Great article as always. Given you ongoing belief of inflation, would appreciate your overview on dow? Do you still see this at new highs by year end / Q1 2012?



28 Nov 11, 11:18
shorting bonds

Hi Nadeem,

How can you short bonds?


28 Nov 11, 15:50

What's great about this irrespnsible article? Encouraging debt monteisation and inflation for all at the hands of the wreckless and feckless. I'm tired of being impoverished by others greed and stupidity. The BOEs ability to devalue my £ has slashed my income and ruined my life, and all the author can say is let's have more of it for everyone.

28 Nov 11, 16:14
Probable Forecast


It's a forecast for what is the most probable outcome, what the powers that be are likely to do in response to what they face.

If you know what is likely to come, then you can leverage yourself to inflation mega-trend, else you can pretend it does not exist and lose the total value of your savings over the next 10 years.



Terry H
28 Nov 11, 21:15
Bear Market

So bear markets in equities have been banned by govt.Reminds me of a Mr GB who used to talk about how he had also managed to overcome a certain cycle.

28 Nov 11, 21:39
Balanced Portfolio

Hi Nadeem,

Would you still recommend some bond exposure for a balanced portfolio? I agree that US bonds are probably nearing a reversal in the long-term trend, but shorting bonds the last couple years has been a loosing trade for many. In my opinion being long equities and short bonds leaves an investor very vulnerable to a continued economic slowdown in the short to intermediate term.

Do you think investments in Canadian government bonds and Canadian corporate bonds are good for the intermediate to long term?

Thanks and looking forward to your articles during these interesting times.

28 Nov 11, 21:54

Positions should be for the long-run, because short-term volatiltiy is and will be high, however the long run is suggesting that yields for UK bonds will move significantly higher because mega-inflation is coming, perhaps not durign most of 2012 but its coming..... which my next article will take a peek into.

I don't know enough to comment on Canada.



28 Nov 11, 22:01
some questions

Hi Nadeem

Raj has asked an interesting question.

How small private investor can short Japan, UK and other bonds?

My other questions would be regarding your last post:

How can you leverage yourself to inflation mega trend?

What inflation do you predict on yearly basis?

______

■ ACTIONS TO TAKE:
1 – According to the comment thread, what will happen to yields for UK bonds in the long run?
2 – Condense the paragraph of the comment thread that begins "Would you still recommend some bond exposure" into two or three sentences, keeping its main points.
The material further down is separate from the comment thread.

______

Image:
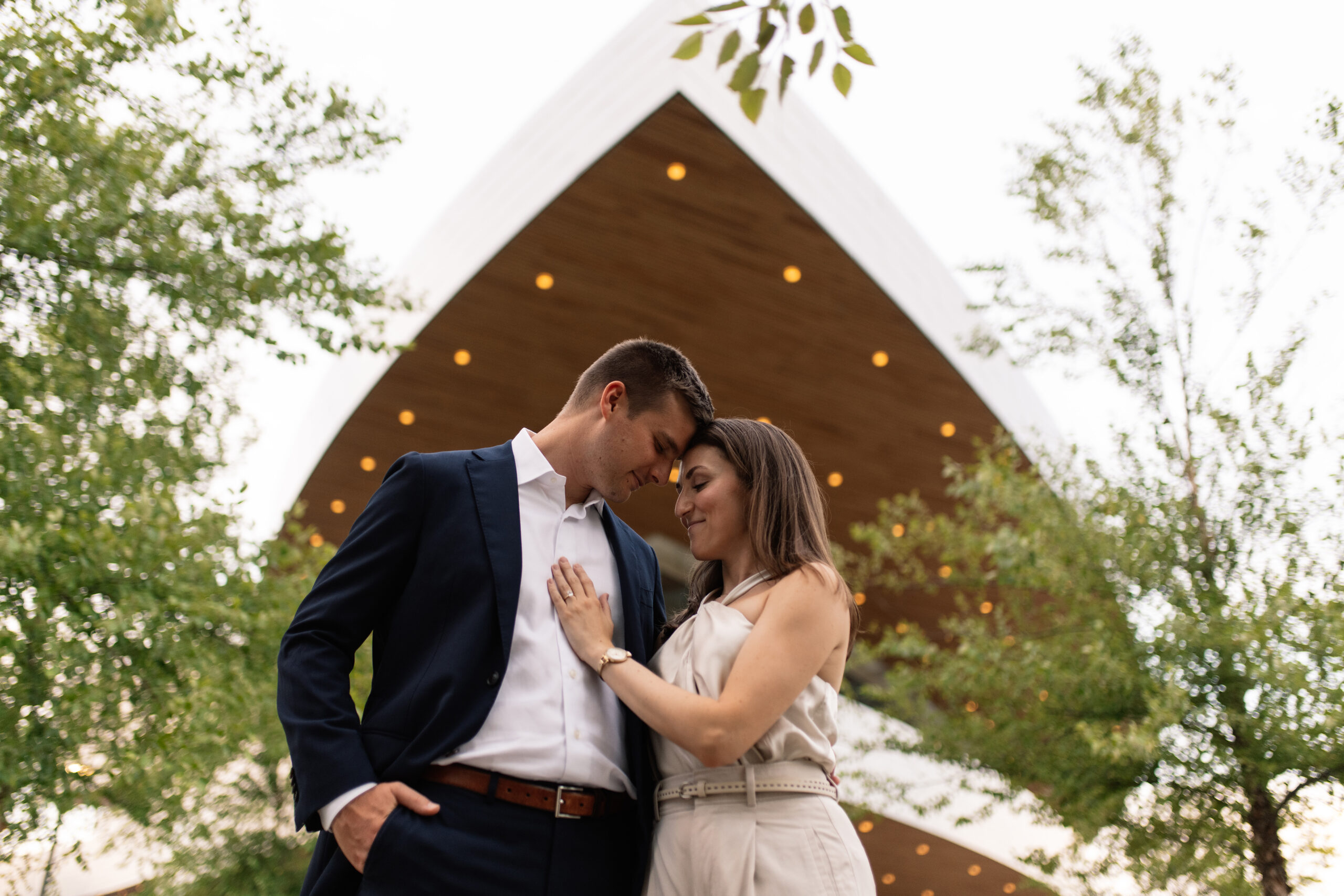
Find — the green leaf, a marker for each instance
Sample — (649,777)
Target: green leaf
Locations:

______

■ RESULTS FOR EACH TASK:
1 – They will move significantly higher because mega-inflation is coming.

2 – The writer asks whether some bond exposure is still advisable for a balanced portfolio. Though US bonds are probably nearing a reversal in their long-term trend, shorting bonds over the last couple of years has been a losing trade for many. Being long equities and short bonds, in the writer's view, leaves an investor very vulnerable to a continued economic slowdown in the short to intermediate term.